Dataset records:
***

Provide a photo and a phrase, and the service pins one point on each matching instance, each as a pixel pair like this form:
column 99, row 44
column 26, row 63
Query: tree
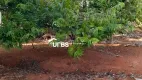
column 96, row 20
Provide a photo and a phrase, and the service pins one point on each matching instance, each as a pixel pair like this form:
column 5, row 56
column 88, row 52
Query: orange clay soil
column 95, row 59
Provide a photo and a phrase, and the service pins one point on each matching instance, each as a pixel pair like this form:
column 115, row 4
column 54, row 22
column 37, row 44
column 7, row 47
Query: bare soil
column 100, row 62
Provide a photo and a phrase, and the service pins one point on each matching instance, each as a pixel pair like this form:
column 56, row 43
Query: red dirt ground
column 117, row 59
column 100, row 62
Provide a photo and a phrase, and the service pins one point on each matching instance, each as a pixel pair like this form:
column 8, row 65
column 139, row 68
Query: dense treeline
column 89, row 21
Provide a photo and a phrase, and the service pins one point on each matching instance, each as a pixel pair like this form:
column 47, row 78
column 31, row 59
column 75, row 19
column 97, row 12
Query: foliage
column 20, row 22
column 89, row 21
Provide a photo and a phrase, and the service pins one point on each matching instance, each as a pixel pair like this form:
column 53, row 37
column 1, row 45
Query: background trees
column 90, row 21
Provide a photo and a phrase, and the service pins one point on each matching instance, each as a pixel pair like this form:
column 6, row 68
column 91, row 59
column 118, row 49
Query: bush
column 88, row 21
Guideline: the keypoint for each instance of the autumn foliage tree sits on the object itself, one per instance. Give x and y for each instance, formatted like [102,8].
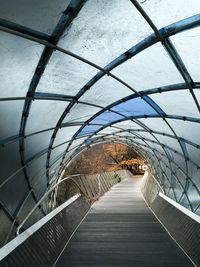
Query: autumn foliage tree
[104,157]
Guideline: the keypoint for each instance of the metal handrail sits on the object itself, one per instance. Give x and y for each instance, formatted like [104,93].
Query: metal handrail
[41,200]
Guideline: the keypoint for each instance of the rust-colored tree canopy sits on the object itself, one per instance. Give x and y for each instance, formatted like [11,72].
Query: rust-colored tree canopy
[104,157]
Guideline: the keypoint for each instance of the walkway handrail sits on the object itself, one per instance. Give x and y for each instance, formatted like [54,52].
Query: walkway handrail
[41,200]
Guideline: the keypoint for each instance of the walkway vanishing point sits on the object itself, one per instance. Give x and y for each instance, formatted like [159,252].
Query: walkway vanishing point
[121,231]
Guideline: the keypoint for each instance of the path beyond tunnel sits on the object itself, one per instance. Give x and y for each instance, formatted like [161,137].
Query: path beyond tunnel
[120,230]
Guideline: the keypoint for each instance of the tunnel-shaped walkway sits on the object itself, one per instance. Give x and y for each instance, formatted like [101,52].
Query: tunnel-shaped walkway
[120,230]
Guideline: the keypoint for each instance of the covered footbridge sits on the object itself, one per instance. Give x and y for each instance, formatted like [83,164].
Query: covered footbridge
[79,73]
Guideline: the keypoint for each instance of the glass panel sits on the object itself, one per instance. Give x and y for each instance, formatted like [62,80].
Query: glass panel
[39,15]
[193,196]
[134,107]
[65,134]
[65,75]
[186,129]
[57,153]
[19,58]
[128,125]
[187,45]
[36,143]
[166,12]
[81,113]
[36,169]
[156,124]
[10,161]
[105,92]
[44,114]
[105,29]
[177,103]
[148,69]
[13,193]
[169,142]
[10,117]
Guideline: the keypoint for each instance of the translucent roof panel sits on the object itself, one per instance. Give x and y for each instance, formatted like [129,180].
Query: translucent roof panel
[105,92]
[134,107]
[177,10]
[44,14]
[187,45]
[65,75]
[148,69]
[10,118]
[19,58]
[44,115]
[177,102]
[101,33]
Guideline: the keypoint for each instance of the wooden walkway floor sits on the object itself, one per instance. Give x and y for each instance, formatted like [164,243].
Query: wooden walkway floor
[121,231]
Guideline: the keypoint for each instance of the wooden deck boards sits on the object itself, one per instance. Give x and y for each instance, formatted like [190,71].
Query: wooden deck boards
[120,230]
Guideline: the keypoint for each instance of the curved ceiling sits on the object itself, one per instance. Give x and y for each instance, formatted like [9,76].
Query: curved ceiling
[80,72]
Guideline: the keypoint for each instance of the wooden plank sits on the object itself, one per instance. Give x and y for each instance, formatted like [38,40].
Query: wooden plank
[120,230]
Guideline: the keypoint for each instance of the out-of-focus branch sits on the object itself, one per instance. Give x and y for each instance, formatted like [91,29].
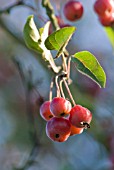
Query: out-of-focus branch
[18,3]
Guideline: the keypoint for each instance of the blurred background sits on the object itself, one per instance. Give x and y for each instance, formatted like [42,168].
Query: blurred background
[19,66]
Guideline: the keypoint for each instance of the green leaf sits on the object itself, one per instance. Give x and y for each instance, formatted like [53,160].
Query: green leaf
[32,35]
[59,39]
[87,64]
[110,33]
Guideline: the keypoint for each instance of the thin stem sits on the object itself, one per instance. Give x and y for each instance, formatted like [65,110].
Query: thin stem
[50,12]
[68,90]
[64,62]
[51,89]
[57,86]
[61,88]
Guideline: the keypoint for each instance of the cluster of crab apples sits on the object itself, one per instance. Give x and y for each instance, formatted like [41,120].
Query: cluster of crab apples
[63,120]
[73,11]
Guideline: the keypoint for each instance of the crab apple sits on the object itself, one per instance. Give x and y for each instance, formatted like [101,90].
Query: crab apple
[80,116]
[58,129]
[60,106]
[102,7]
[75,130]
[73,10]
[45,111]
[107,20]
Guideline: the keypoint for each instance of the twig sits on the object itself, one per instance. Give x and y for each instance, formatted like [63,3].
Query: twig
[18,3]
[68,90]
[64,59]
[50,12]
[51,88]
[61,88]
[57,86]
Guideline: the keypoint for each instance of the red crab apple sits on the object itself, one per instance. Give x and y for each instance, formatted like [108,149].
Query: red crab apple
[102,7]
[45,112]
[80,116]
[60,107]
[73,10]
[58,129]
[107,20]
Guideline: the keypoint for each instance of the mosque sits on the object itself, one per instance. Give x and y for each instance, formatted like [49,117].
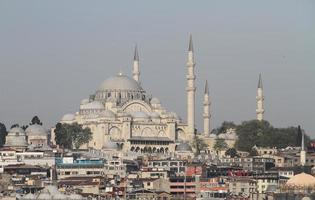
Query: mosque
[122,114]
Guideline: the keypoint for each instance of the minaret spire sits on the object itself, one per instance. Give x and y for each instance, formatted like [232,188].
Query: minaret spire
[206,111]
[191,89]
[260,100]
[260,82]
[303,152]
[136,65]
[191,47]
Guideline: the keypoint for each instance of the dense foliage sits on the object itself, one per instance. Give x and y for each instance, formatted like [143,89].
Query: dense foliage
[231,152]
[222,129]
[3,134]
[72,135]
[262,134]
[220,145]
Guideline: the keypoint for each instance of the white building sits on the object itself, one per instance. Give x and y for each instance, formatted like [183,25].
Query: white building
[121,111]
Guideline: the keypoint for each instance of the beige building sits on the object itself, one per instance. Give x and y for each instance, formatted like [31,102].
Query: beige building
[121,111]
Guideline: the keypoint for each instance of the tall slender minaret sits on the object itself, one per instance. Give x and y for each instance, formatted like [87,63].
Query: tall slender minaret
[191,89]
[303,152]
[260,100]
[206,111]
[136,66]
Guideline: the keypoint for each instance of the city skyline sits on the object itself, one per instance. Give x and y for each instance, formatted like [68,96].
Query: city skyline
[48,68]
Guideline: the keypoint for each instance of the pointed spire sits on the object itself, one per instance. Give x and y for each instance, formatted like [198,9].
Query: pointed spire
[206,87]
[260,82]
[303,145]
[136,55]
[190,48]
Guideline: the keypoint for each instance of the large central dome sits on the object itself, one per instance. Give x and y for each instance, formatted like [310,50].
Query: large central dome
[120,82]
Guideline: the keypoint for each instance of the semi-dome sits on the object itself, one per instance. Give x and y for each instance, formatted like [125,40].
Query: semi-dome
[36,129]
[107,114]
[155,100]
[301,180]
[110,145]
[16,130]
[155,115]
[84,101]
[139,115]
[120,82]
[93,105]
[68,117]
[183,147]
[29,196]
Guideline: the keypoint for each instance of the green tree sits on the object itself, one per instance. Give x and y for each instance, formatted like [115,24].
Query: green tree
[72,135]
[36,120]
[262,134]
[199,145]
[3,134]
[220,144]
[253,152]
[15,125]
[231,152]
[224,126]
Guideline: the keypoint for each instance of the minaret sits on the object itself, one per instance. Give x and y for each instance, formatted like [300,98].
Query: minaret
[191,89]
[260,100]
[136,66]
[303,152]
[206,111]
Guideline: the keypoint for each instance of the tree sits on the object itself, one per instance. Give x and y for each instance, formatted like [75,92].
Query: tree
[263,134]
[3,134]
[199,145]
[15,126]
[231,152]
[72,135]
[223,128]
[253,152]
[220,144]
[36,120]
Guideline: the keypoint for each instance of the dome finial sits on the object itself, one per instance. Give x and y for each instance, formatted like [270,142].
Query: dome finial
[120,72]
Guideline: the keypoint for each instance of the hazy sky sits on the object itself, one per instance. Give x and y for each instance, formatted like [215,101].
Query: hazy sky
[55,53]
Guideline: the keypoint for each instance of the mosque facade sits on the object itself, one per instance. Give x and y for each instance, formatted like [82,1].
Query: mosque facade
[122,112]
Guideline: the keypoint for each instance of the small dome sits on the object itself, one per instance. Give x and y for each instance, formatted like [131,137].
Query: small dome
[110,145]
[36,129]
[16,138]
[140,115]
[93,105]
[75,197]
[183,147]
[111,100]
[107,114]
[155,100]
[155,115]
[68,117]
[174,115]
[84,101]
[30,196]
[44,195]
[59,196]
[301,180]
[52,189]
[120,82]
[16,130]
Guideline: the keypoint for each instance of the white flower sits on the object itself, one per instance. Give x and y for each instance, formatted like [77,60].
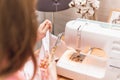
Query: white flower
[91,12]
[86,8]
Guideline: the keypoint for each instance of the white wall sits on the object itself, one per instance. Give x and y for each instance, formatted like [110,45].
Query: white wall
[62,17]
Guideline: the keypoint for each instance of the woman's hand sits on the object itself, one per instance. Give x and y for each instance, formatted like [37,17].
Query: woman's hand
[43,28]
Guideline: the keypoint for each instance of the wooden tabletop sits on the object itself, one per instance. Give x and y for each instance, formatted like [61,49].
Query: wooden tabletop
[63,78]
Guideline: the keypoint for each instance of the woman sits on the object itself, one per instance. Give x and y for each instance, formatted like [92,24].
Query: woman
[18,35]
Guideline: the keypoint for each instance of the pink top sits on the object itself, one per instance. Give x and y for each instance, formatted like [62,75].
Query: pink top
[16,76]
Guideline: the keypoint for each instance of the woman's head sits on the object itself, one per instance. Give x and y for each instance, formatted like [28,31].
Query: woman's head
[18,29]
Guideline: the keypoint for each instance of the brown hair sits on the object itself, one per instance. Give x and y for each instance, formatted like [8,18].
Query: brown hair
[18,31]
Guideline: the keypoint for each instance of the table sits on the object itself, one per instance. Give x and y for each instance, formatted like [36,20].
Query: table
[63,78]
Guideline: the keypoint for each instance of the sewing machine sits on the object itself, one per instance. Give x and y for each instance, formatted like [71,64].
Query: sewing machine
[98,50]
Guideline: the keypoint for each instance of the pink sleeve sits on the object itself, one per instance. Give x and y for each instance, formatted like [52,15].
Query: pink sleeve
[16,76]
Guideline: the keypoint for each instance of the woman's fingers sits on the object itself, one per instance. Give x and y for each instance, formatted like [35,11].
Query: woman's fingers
[43,28]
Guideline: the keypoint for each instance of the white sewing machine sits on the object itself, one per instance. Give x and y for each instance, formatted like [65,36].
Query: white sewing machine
[103,64]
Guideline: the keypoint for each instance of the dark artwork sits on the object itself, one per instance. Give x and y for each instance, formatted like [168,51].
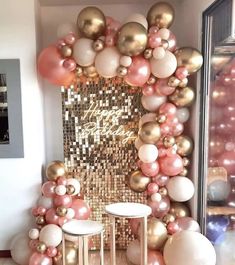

***

* [PROBLEM REQUIREMENTS] Which lines run from the one containing "Guideline: the keypoint for each instance of the pink sleeve" to the end of the entries above? Write them out exactly, leaving out every picture.

* [WRITTEN SOLUTION]
Guideline: the keypoint for each instance of the pink sleeve sits on the object itself, one per instance. Give x and y for each instance, formatted like [52,15].
Query: pink sleeve
[16,76]
Guideline: the keypoint for each instance of the woman's fingers sits on the object itself, one per instance. Give x and y for each instance, formatted like [35,11].
Query: woman's fingers
[43,28]
Guideline: the keypoint for each instance of the white sewing machine sits on the object itself, one per instance. Give x and y for each instance, formatted like [65,36].
Query: white sewing machine
[103,64]
Guideline: the keypoint for each instance of the dark artwork sits on the object itself, one per instance. Give x and y for each instance, formatted like [168,51].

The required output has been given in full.